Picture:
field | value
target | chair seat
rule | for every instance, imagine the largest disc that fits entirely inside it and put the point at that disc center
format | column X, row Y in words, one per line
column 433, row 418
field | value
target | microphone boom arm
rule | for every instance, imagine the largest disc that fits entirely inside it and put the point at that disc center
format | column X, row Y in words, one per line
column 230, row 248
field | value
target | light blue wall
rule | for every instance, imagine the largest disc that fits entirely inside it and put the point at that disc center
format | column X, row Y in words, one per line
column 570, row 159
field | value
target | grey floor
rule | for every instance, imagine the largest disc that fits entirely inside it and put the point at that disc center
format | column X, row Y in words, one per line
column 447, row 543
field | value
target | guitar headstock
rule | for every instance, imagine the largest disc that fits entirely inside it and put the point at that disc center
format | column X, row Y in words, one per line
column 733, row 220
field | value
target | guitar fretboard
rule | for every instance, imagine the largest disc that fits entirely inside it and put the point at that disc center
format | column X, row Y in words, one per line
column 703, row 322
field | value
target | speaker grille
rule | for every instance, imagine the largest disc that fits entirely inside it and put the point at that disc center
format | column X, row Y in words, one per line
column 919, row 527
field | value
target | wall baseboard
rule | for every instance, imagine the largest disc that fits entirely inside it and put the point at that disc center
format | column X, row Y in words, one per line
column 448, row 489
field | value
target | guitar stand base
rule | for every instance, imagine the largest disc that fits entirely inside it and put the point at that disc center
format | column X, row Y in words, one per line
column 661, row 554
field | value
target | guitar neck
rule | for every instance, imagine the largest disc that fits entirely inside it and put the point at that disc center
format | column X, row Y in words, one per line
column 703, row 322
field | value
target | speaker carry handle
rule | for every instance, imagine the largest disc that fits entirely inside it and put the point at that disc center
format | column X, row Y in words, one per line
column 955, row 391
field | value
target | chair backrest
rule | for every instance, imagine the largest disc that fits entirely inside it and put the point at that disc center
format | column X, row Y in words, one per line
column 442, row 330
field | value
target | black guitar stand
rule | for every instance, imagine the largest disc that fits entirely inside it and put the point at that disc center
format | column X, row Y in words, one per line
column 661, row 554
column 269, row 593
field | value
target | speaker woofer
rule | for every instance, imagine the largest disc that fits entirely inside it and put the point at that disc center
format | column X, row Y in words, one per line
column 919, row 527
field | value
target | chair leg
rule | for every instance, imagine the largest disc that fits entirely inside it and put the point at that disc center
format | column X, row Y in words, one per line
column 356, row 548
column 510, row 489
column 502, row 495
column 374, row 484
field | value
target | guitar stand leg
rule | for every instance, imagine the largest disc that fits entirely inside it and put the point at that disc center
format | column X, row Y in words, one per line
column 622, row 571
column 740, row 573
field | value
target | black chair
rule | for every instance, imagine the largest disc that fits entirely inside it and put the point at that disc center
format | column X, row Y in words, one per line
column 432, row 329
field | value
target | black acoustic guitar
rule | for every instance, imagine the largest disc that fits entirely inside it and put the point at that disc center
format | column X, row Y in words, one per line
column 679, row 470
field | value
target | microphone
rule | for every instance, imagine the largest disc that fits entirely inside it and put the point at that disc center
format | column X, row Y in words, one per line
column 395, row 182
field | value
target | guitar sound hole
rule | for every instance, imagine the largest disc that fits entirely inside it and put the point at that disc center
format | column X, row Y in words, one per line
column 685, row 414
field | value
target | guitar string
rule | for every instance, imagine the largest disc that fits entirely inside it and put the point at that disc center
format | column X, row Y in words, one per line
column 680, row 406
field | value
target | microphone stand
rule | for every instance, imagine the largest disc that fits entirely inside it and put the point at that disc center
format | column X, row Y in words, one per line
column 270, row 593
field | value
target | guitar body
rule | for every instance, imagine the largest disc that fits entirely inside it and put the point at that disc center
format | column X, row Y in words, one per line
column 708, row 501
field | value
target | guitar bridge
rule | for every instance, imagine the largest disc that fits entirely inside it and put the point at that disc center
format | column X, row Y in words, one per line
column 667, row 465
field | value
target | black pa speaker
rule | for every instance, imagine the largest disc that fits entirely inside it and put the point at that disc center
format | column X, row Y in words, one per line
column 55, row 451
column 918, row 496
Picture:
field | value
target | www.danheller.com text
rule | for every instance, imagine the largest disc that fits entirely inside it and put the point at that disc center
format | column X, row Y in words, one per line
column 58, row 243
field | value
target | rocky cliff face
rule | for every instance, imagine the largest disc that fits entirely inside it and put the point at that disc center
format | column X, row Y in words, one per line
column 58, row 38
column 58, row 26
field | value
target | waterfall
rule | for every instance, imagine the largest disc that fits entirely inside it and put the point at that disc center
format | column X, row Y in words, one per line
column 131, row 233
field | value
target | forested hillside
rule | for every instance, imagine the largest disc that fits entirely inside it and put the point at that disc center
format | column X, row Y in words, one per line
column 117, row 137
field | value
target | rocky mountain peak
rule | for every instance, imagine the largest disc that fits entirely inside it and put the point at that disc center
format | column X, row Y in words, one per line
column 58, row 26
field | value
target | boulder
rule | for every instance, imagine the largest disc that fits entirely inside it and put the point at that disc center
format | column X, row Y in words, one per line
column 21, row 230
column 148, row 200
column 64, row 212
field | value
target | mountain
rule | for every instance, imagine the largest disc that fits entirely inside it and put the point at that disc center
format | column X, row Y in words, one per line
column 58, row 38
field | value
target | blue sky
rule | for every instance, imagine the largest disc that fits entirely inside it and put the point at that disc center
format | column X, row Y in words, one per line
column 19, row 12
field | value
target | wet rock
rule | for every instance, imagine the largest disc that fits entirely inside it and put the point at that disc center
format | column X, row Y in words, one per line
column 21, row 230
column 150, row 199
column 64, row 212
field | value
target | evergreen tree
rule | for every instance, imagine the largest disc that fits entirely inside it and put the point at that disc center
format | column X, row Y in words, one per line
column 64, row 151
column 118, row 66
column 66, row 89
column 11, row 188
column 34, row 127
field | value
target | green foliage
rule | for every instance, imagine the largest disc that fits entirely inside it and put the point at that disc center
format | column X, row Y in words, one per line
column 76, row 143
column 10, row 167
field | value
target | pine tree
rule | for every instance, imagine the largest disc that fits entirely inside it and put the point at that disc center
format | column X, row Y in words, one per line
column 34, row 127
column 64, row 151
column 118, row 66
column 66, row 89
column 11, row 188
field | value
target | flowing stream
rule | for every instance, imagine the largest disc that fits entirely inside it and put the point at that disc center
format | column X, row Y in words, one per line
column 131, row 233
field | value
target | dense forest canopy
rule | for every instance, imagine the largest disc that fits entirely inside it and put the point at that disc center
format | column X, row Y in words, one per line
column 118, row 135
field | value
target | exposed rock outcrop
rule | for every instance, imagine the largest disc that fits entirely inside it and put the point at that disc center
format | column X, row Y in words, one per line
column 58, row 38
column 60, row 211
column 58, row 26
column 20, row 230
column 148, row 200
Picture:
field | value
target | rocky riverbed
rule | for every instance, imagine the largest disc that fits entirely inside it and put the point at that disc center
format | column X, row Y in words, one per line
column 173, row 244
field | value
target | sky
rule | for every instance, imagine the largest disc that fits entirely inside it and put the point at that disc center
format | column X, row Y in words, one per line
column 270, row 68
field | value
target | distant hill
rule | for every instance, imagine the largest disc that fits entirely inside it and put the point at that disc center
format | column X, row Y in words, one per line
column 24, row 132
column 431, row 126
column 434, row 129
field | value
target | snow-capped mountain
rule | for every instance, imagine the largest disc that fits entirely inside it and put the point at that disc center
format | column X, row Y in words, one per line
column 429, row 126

· · · · ·

▶ [Written task]
Please state how many lines in the rows above contain the string "guitar". Reply with the number alone.

▶ [Response to the exercise]
11